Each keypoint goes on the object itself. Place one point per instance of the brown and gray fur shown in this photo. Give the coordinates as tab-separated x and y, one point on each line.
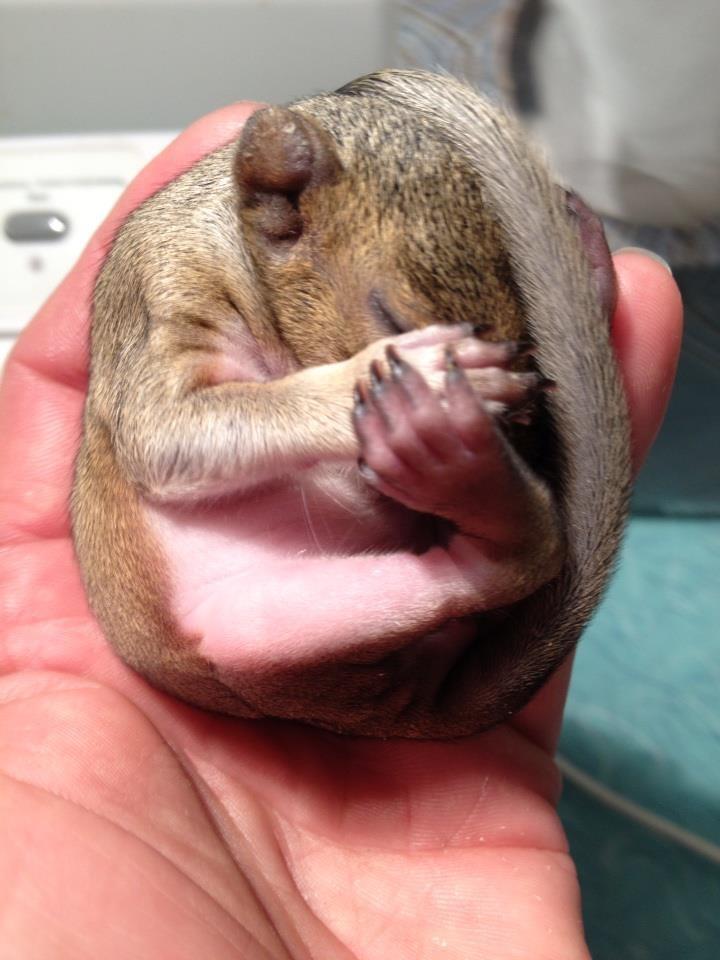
188	263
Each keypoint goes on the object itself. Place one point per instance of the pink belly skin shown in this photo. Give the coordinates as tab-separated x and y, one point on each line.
297	572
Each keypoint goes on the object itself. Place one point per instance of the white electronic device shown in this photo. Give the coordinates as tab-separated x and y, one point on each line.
54	192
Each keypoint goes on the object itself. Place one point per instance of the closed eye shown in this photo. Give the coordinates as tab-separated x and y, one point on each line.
384	315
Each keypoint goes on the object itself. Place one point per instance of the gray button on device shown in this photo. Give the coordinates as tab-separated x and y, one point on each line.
35	226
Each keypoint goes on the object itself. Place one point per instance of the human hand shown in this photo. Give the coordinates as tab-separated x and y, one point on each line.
135	825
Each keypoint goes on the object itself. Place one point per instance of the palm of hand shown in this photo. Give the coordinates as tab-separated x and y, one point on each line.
137	826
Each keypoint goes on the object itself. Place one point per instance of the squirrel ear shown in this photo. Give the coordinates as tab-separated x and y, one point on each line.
281	154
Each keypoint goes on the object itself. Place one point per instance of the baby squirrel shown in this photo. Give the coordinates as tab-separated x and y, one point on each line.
355	449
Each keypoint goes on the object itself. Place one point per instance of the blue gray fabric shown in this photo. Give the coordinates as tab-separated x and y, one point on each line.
643	720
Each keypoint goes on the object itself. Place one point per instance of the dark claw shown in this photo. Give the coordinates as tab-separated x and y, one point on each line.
455	373
376	376
360	406
396	363
480	329
522	414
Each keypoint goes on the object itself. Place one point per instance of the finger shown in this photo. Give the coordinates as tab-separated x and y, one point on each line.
647	330
42	392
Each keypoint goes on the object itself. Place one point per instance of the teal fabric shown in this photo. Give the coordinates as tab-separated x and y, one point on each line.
643	719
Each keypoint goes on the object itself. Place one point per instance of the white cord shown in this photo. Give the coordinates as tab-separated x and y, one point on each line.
651	821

== Requirements ==
Repeat every entry above word for word, leaving out the pictures.

== Result for this task ==
Each keypoint goes on the object itself. Place one point per instance of the brown and gray fur shown in this photo. Give the coordinates as tab-separated x and y, one point on each line.
188	263
Each keypoint goes on the object itself. Place one point per instance of the pink belly skin shown in this photo. Give the coordinates as tab-separated x and y, one point on each line.
297	572
Each keypoint goes on the object itself. Place one point per instance of the white electronic device shown in this photo. Give the coordinates as tab-separated x and y, one point on each line.
54	192
Each keypoint goes on the object itself. Place one point per instance of the closed eye shown in this photo. Give the coordinates as tab-separated x and y, one point on each line.
384	315
Each keypoint goes on the object itself. Place one point per instance of the gray button on device shown in this photo. Give the coordinates as tab-separated x and y, one point on each line.
35	226
Each keypoint goes on the object itself. Place one point per instance of the human hand shown in this photo. Give the coordinates as tab-separated x and y, one point on each line.
135	825
Each keypoint goes on the object itself. Place one point per instance of the palm of hand shown in this photo. Give the coordinates as tab-separated x and y, one point on each line.
137	826
Each keypoint goes on the object itself. Place one point per instance of the squirrel ear shown in this photo. Give the coordinates as tab-separated x and y, one point on each line.
281	154
Each keypoint goes on the object itself. Place one point per instance of the baby squirrel shown in this photo. Give the coordinates as tab-separated x and y, one point on each line.
355	449
Each keypoint goes on the object itself. Place one point per instance of the blue gray fabric shown in this photo. Give the coordinates as tab-separated x and y, one point on each line.
643	720
Each keypoint goes on the object itself. Place one point per instance of the dark claw shown in this photo. Give the coordinates as tab-separated x and y, one point on each line.
455	373
376	376
360	406
396	363
480	329
522	414
Each keypoint goes on the object itself. Place one point per instance of the finger shown in this photo. Give the coordinates as tab-separated x and y, one point on each line.
647	330
42	392
Each keypoint goes on the object itself. Place one point per instance of the teal fabric shown in this photo. Give the coordinates as tab-separated x and y, one point on each line.
643	719
Each keypoint goes on the object itself. Place one point per instance of the white cord shown in this photo. Give the coordinates as tab-separated x and y, one point on each line.
651	821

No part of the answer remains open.